Task description =
Continue the forum thread about the interactive native species maps from where it ends.

Excerpt provided =

== == ==

# Another New Resource - Interactive Maps!



## theTurtleRoom (Jul 29, 2014)

Another new resource from the team at theTurtleRoom. Make sure you check out these interactive maps showing native species!

http://theturtleroom.com/education/native-species-maps/

With the introduction of this resource, we also want to announce the addition of Kévin Labille to our staff in the position of Educational Resource Developer. He and Steve worked together to bring you this neat new resource.


----------



## Yvonne G (Jul 29, 2014)

I love it! Those darned RES are everywhere!!!


----------



## theTurtleRoom (Jul 29, 2014)

Thanks, Yvonne! Been a fun project to work on!

- Steve


----------



## naturalman91 (Jul 29, 2014)

i seen this on your facebook page and was checking it out. awesome!


----------



## Anthony P (Aug 6, 2014)

Thanks everyone! 

Kudos to Steve and Kevin for creating this remarkable resource! They really outdid themselves with this..


----------



## tortadise (Aug 6, 2014)

== == ==

Given data =
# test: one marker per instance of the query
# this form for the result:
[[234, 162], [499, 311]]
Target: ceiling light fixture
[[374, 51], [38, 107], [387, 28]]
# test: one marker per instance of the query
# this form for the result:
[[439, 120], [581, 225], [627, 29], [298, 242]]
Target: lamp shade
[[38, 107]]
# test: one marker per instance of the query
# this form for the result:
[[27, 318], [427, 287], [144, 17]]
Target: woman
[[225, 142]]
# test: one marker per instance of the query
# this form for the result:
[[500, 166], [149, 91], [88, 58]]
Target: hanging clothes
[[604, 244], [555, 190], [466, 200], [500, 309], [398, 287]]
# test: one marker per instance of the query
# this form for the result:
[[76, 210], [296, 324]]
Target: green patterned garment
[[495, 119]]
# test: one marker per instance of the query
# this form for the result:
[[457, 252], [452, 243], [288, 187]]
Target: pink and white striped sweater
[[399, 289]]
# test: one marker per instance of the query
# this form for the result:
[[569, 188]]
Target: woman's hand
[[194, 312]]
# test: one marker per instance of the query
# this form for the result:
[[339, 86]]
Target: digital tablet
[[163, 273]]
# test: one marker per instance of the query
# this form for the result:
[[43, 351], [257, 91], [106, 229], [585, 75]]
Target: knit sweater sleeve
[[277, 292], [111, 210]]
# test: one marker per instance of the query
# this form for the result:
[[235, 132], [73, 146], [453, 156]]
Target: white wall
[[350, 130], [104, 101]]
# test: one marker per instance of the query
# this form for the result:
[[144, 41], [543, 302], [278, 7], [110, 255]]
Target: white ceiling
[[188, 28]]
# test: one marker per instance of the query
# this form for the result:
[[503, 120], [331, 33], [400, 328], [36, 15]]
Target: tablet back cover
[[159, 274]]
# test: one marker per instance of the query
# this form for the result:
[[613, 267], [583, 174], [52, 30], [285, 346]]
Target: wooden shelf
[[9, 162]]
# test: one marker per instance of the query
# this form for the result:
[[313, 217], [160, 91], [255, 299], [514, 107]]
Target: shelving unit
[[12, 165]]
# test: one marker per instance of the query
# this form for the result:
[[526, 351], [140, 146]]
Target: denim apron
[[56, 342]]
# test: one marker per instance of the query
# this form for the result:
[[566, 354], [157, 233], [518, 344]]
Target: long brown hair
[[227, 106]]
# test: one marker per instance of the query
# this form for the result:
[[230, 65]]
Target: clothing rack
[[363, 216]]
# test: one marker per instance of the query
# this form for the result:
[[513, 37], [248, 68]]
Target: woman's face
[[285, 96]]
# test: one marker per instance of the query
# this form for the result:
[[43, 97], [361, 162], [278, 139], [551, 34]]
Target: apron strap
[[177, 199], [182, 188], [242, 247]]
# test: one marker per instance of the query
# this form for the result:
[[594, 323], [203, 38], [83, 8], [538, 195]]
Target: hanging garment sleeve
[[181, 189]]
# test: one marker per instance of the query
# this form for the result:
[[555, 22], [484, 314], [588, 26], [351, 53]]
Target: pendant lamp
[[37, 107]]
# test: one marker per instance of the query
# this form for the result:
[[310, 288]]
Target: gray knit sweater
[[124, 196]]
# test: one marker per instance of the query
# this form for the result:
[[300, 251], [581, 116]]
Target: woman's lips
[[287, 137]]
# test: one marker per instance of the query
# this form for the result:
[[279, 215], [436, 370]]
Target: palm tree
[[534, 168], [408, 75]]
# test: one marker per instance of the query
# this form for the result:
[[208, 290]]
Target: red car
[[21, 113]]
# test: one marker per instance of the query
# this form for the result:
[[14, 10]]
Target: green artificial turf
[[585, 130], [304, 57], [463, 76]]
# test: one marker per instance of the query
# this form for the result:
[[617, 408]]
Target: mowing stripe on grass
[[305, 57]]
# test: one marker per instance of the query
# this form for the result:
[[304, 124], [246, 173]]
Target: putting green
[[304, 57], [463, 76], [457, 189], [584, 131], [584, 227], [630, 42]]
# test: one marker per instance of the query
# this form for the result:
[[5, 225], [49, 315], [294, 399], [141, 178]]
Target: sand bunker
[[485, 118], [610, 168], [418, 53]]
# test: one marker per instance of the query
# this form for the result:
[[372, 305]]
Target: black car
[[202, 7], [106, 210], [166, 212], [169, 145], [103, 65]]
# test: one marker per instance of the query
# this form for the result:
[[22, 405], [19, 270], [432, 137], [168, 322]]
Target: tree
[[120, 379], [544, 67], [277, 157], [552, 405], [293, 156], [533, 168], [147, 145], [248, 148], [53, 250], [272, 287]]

== == ==

Written reply =
Looks good so far guys. However Kinixys zombensis is misspelled. Same with zombensis Domergyuei in Malagasy.Also any idea on adding the sub species of homopus in South Africa? I noticed the sub species of psammobates were listed. I'd suggest maybe a sub bar.

Like this.

Homopus
Have it drop down and list each homopus
Then when you scroll over homopus (example) signatus is will show like signatus signatus or homopus signatus cafer etc...


Kinda hard to type out. But very awesome. I've had this idea for many years just never did it. Glad to see a great idea out into play. Awesome work guys.


----------



## Anthony P (Aug 8, 2014)

Thanks Kelly! I'm going to make sure Steve sees this and makes the corrections/revisions you've mentioned.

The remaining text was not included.